▶ Text provided
※

Member of the U.S. House of Representatives from California
- In office January 3, 1993 – January 3, 2025
- Preceded by: Tom Campbell (redistricted)
- Succeeded by: Sam Liccardo
- Constituency: 14th district (1993–2013) 18th district (2013–2023) 16th district (2023–2025)

Personal details
- Born: Anna Georges December 13, 1942 (age 83) New Britain, Connecticut, U.S.
- Party: Democratic
- Spouse: George Eshoo ​(divorced)​
- Children: 2
- Education: Cañada College (AA)
- Eshoo's voice Eshoo on congressional oversight of the Executive Branch. Recorded May 27, 2010

= Anna Eshoo =

American politician (born 1942)

Anna A. Eshoo (/ˈɛʃuː/ EH-shoo; née Georges; born December 13, 1942) is an American politician who served as the U.S. representative for from 1993 to 2025. She is a member of the Democratic Party.

The district, numbered as the 14th district from 1993 to 2013 and the 18th district from 2013 to 2023, is based in Silicon Valley, including the cities of Redwood City, Sunnyvale, Mountain View, and Palo Alto, as well as a sliver of San Jose. Eshoo was the only Assyrian-American in Congress and the only Armenian American woman in Congress during her tenure in office. On November 21, 2023, she announced she would not seek re-election in 2024.

※

▶ Prompt A
Quote the text on Anna Eshoo from "Anna A. Eshoo" to "re-election in 2024.".
▶ Prompt B
Using the text on Anna Eshoo, answer these:
(i) In what city and state was she born?
(ii) Who succeeded her in the House?
(iii) On what date did she announce she would not seek re-election in 2024?
The material isn't needed for any of this.

Source data:
※

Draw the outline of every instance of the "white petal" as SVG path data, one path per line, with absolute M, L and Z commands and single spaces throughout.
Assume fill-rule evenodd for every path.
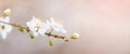
M 39 29 L 38 32 L 39 32 L 41 36 L 44 36 L 44 33 L 46 33 L 50 28 L 51 28 L 50 25 L 43 24 L 43 25 L 41 26 L 41 28 Z
M 1 32 L 1 36 L 2 36 L 2 39 L 6 39 L 6 36 L 8 36 L 8 35 L 6 35 L 5 31 L 2 31 L 2 32 Z
M 8 14 L 10 14 L 10 13 L 11 13 L 11 9 L 6 9 L 6 10 L 4 10 L 3 13 L 8 13 Z
M 12 30 L 12 26 L 10 26 L 10 25 L 4 25 L 4 30 L 6 31 L 6 32 L 10 32 L 11 30 Z

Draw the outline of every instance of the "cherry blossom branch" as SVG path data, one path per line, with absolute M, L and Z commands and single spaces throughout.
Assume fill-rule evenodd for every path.
M 68 39 L 78 39 L 79 37 L 78 33 L 73 33 L 69 37 L 52 33 L 54 31 L 66 33 L 66 30 L 64 29 L 63 25 L 58 24 L 53 17 L 51 17 L 50 21 L 47 19 L 46 22 L 41 22 L 39 18 L 32 16 L 32 19 L 26 23 L 26 27 L 16 23 L 10 23 L 10 12 L 11 10 L 6 9 L 0 16 L 0 33 L 3 39 L 6 38 L 6 35 L 12 30 L 12 27 L 18 28 L 18 30 L 22 32 L 28 32 L 31 39 L 40 35 L 63 39 L 64 41 L 68 42 Z M 51 31 L 48 32 L 48 30 Z M 49 43 L 50 45 L 53 45 L 52 40 L 49 41 Z

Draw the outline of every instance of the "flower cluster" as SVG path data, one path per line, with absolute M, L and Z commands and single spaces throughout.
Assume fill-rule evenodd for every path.
M 10 13 L 11 13 L 11 9 L 6 9 L 5 11 L 3 11 L 3 13 L 0 16 L 0 35 L 3 39 L 6 39 L 6 36 L 12 30 L 12 27 L 17 28 L 20 31 L 28 32 L 31 39 L 38 36 L 58 38 L 58 39 L 63 39 L 64 41 L 68 41 L 68 39 L 79 38 L 78 33 L 73 33 L 69 37 L 54 35 L 53 32 L 66 33 L 67 31 L 65 30 L 63 25 L 60 24 L 53 17 L 42 22 L 36 16 L 32 16 L 32 18 L 28 21 L 26 23 L 26 26 L 24 27 L 20 24 L 10 23 L 10 16 L 9 16 Z M 52 40 L 49 41 L 50 45 L 52 45 L 52 42 L 53 42 Z

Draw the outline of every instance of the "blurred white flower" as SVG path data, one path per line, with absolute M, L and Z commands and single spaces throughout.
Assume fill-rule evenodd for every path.
M 10 17 L 0 17 L 0 22 L 10 23 Z M 12 30 L 12 26 L 4 23 L 0 23 L 0 33 L 3 39 L 5 39 L 8 33 Z
M 44 32 L 50 28 L 50 26 L 40 19 L 32 16 L 32 19 L 26 23 L 27 27 L 29 27 L 30 31 L 35 37 L 39 33 L 44 36 Z
M 50 18 L 50 21 L 47 21 L 47 24 L 50 25 L 54 31 L 66 33 L 66 30 L 64 29 L 63 25 L 57 23 L 53 17 Z
M 27 27 L 29 27 L 30 31 L 34 36 L 38 36 L 38 30 L 40 29 L 42 22 L 35 16 L 32 16 L 32 19 L 26 23 Z
M 50 29 L 50 25 L 43 23 L 43 24 L 41 25 L 41 28 L 39 29 L 38 32 L 39 32 L 41 36 L 44 36 L 44 33 L 46 33 L 49 29 Z

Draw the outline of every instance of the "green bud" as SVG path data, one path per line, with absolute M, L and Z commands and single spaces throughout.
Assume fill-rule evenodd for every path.
M 50 45 L 50 46 L 53 45 L 53 41 L 52 41 L 52 40 L 49 41 L 49 45 Z
M 30 37 L 30 39 L 34 39 L 34 38 L 35 38 L 35 36 L 34 36 L 32 33 L 30 33 L 29 37 Z

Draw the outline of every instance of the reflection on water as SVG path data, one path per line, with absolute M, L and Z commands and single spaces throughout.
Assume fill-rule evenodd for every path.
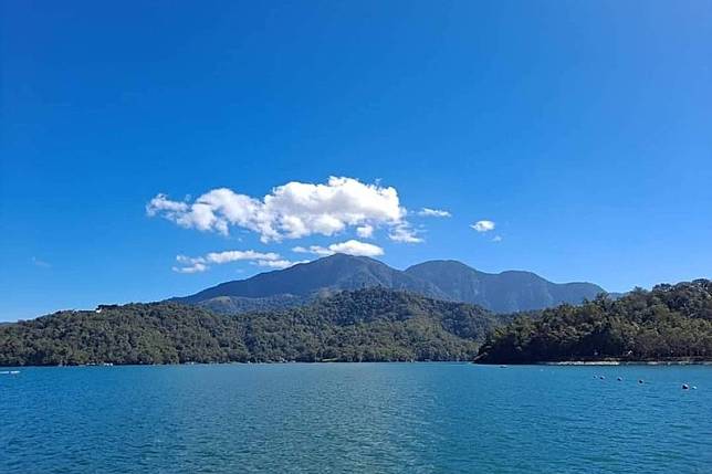
M 0 378 L 0 472 L 703 473 L 712 465 L 712 367 L 23 368 Z

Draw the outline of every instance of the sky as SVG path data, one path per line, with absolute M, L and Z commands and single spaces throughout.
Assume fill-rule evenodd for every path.
M 0 320 L 333 252 L 712 276 L 712 2 L 0 3 Z

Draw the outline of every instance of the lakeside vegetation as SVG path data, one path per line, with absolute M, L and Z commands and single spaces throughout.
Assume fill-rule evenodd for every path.
M 484 364 L 712 359 L 712 282 L 636 288 L 612 301 L 521 315 L 480 349 Z
M 495 315 L 386 288 L 224 315 L 171 302 L 67 310 L 0 326 L 0 366 L 712 359 L 712 282 Z
M 477 306 L 381 288 L 234 316 L 175 303 L 101 306 L 0 327 L 0 366 L 472 360 L 499 322 Z

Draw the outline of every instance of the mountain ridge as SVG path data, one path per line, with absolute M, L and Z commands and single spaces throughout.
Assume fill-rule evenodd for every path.
M 375 259 L 334 254 L 285 270 L 224 282 L 171 302 L 227 314 L 297 306 L 338 291 L 385 287 L 426 297 L 470 303 L 495 313 L 579 304 L 604 288 L 593 283 L 553 283 L 526 271 L 485 273 L 454 260 L 434 260 L 396 270 Z

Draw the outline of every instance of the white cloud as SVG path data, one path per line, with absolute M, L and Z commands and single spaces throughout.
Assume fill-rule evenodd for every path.
M 270 266 L 271 262 L 286 262 L 279 253 L 274 252 L 255 252 L 253 250 L 230 250 L 226 252 L 210 252 L 205 256 L 186 256 L 177 255 L 176 262 L 180 266 L 174 266 L 172 271 L 177 273 L 199 273 L 210 268 L 210 265 L 221 265 L 223 263 L 237 261 L 252 261 L 261 266 Z M 266 265 L 263 265 L 265 263 Z M 287 265 L 289 266 L 289 265 Z M 274 267 L 278 267 L 276 264 Z
M 378 256 L 384 254 L 384 250 L 378 245 L 353 239 L 346 242 L 333 243 L 327 247 L 321 245 L 311 245 L 308 247 L 295 246 L 292 251 L 296 253 L 313 253 L 320 256 L 333 255 L 335 253 L 356 256 Z
M 226 252 L 210 252 L 206 255 L 206 261 L 210 263 L 228 263 L 240 260 L 259 260 L 259 261 L 278 261 L 280 254 L 274 252 L 261 253 L 253 250 L 229 250 Z
M 359 228 L 363 236 L 377 225 L 407 225 L 395 188 L 337 177 L 318 185 L 292 181 L 262 199 L 227 188 L 208 191 L 192 203 L 172 201 L 161 193 L 146 204 L 146 213 L 226 235 L 230 227 L 238 227 L 259 233 L 263 242 L 334 235 L 349 227 Z
M 208 270 L 208 265 L 206 265 L 205 263 L 195 262 L 189 264 L 188 266 L 174 266 L 171 270 L 176 273 L 201 273 Z
M 448 211 L 444 211 L 442 209 L 430 209 L 430 208 L 422 208 L 420 211 L 418 211 L 418 215 L 422 215 L 423 218 L 451 218 L 452 214 Z
M 370 239 L 371 236 L 374 236 L 374 227 L 365 224 L 356 228 L 356 234 L 362 239 Z
M 260 266 L 266 266 L 270 268 L 287 268 L 290 266 L 296 265 L 297 263 L 308 263 L 308 260 L 299 260 L 296 262 L 292 262 L 290 260 L 260 260 L 256 264 Z
M 394 242 L 400 243 L 420 243 L 422 239 L 418 236 L 417 232 L 408 225 L 408 223 L 400 223 L 391 229 L 388 233 L 388 239 Z
M 494 230 L 494 222 L 492 221 L 477 221 L 472 225 L 470 225 L 472 229 L 474 229 L 478 232 L 490 232 Z

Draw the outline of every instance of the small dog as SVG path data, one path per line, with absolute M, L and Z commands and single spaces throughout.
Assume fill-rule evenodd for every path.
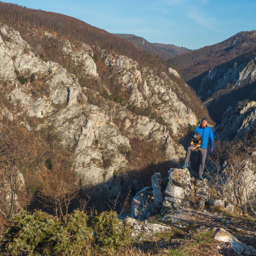
M 194 132 L 191 138 L 191 142 L 190 143 L 190 145 L 194 146 L 194 148 L 192 149 L 192 151 L 197 150 L 201 144 L 201 135 L 198 132 Z

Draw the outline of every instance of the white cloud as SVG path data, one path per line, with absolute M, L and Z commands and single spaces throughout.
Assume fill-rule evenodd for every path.
M 187 12 L 188 18 L 194 20 L 199 25 L 212 29 L 218 29 L 214 18 L 201 12 L 197 8 L 192 7 Z

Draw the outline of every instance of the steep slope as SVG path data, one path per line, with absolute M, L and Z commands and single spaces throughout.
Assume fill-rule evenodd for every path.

※

▶ Result A
Anna A. Eshoo (/ˈɛʃuː/ EH-shoo; née Georges; born December 13, 1942) is an American politician who served as the U.S. representative for from 1993 to 2025. She is a member of the Democratic Party.

The district, numbered as the 14th district from 1993 to 2013 and the 18th district from 2013 to 2023, is based in Silicon Valley, including the cities of Redwood City, Sunnyvale, Mountain View, and Palo Alto, as well as a sliver of San Jose. Eshoo was the only Assyrian-American in Congress and the only Armenian American woman in Congress during her tenure in office. On November 21, 2023, she announced she would not seek re-election in 2024.

▶ Result B
(i) New Britain, Connecticut
(ii) Sam Liccardo
(iii) November 21, 2023